- EXERCISE BRIEF
In the records below, render everything from the line containing "Can you see the calm" down to the line containing "[[254, 493]]", both included, as a Markdown table with the columns Row and Line, numbering each line and leaving out blank lines.
--- ENTRIES ---
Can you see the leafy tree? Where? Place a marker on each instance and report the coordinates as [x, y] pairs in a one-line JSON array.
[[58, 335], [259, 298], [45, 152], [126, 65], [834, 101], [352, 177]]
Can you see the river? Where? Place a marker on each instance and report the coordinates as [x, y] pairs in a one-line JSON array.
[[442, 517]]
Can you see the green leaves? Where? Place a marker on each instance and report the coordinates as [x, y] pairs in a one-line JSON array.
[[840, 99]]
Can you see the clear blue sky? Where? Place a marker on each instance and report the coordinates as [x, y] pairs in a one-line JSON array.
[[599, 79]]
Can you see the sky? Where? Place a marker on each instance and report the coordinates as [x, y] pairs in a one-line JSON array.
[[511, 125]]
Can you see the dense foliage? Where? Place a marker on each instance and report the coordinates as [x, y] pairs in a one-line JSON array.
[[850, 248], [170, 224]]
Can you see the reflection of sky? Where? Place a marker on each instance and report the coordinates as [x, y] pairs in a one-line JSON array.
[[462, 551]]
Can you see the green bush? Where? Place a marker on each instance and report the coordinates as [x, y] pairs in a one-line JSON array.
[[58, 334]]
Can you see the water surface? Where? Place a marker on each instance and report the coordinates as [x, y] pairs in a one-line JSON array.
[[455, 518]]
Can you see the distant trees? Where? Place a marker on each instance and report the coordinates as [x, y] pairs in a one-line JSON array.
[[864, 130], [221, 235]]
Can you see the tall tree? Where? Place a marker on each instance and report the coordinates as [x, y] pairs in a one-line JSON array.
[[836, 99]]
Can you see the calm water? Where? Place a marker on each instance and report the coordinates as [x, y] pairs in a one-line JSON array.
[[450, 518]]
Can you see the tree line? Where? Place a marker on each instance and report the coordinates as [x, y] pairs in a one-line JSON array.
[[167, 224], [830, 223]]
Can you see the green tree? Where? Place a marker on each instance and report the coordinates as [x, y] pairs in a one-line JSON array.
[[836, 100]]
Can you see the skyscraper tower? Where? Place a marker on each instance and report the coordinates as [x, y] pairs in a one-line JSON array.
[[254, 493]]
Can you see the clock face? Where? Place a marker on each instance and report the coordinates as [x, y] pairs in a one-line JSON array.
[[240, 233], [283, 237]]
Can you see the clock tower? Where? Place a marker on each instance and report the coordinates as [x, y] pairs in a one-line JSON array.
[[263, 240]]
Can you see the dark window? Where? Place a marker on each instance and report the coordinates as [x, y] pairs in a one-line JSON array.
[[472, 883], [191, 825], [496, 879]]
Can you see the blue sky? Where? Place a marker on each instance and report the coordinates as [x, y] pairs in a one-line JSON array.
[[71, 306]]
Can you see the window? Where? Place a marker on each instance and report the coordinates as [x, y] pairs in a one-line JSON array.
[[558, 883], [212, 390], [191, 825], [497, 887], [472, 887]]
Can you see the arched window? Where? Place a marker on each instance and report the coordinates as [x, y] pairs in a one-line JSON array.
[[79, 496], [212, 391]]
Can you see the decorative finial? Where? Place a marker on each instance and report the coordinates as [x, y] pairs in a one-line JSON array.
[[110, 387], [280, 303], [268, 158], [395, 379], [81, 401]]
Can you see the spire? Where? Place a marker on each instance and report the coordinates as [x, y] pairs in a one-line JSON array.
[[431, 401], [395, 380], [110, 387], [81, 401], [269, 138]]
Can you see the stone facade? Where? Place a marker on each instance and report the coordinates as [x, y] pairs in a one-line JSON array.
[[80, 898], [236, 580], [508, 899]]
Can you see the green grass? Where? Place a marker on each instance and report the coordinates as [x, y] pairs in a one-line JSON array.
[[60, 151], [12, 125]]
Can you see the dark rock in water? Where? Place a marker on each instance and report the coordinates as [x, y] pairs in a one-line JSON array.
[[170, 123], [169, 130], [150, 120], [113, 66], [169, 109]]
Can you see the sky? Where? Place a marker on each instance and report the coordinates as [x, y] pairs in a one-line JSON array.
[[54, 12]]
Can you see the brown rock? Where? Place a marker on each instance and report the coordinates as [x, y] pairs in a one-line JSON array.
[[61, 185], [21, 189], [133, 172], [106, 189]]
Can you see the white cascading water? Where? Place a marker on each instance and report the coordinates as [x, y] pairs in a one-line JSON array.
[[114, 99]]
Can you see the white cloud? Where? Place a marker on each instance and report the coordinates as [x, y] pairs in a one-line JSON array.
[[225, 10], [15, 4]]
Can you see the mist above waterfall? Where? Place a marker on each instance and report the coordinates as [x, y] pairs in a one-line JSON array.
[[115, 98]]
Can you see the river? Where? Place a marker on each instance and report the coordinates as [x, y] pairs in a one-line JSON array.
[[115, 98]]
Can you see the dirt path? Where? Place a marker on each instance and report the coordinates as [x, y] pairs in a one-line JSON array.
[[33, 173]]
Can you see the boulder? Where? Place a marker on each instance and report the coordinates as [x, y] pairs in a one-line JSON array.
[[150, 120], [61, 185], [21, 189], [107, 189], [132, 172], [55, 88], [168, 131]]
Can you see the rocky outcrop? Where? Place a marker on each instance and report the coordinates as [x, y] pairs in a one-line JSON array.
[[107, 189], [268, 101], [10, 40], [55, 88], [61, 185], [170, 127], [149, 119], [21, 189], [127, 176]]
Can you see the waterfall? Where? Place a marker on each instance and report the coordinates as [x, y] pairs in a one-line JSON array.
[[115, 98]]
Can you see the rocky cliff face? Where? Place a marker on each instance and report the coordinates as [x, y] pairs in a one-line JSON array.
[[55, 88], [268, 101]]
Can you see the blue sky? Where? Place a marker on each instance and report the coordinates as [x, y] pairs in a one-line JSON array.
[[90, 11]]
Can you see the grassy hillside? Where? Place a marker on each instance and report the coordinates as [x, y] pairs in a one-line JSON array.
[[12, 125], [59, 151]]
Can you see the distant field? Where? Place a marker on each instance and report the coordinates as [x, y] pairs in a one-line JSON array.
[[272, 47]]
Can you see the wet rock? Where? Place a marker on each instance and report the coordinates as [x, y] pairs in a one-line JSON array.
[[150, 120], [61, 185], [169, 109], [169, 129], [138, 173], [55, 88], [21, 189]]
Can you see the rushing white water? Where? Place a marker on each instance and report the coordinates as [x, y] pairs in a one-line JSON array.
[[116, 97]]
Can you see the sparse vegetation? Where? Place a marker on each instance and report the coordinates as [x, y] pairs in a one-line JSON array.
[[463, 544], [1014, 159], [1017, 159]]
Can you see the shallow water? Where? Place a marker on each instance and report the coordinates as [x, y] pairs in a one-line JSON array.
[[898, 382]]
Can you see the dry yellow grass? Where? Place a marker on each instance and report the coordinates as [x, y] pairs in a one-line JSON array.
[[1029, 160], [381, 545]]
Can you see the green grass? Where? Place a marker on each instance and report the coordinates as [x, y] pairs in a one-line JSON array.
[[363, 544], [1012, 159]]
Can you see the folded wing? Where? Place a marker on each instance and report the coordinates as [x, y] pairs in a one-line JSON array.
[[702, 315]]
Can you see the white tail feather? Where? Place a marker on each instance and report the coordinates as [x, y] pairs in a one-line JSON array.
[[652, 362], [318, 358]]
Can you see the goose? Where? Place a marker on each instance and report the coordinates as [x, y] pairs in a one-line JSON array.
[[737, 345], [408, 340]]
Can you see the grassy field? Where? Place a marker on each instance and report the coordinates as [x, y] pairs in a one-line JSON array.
---
- RESPONSE TO THIS TASK
| Row | Line |
|---|---|
| 1 | Can you see the calm water? Where? Place a marker on each instance and report the coordinates as [x, y] pairs in a one-line JSON array. |
| 2 | [[450, 518]] |
| 3 | Can you see the tree line? Where? Place a marker on each instance and report the coordinates as [x, y] pairs in a one-line JSON array. |
| 4 | [[167, 224], [830, 223]] |
| 5 | Can you see the green tree? Where? Place a marker on each instance and report the coordinates as [x, y] pairs in a one-line JSON array. |
| 6 | [[836, 100]] |
| 7 | Can you see the skyscraper tower? Where? Place a marker on each instance and report the coordinates as [x, y] pairs in a one-line JSON array. |
| 8 | [[254, 493]] |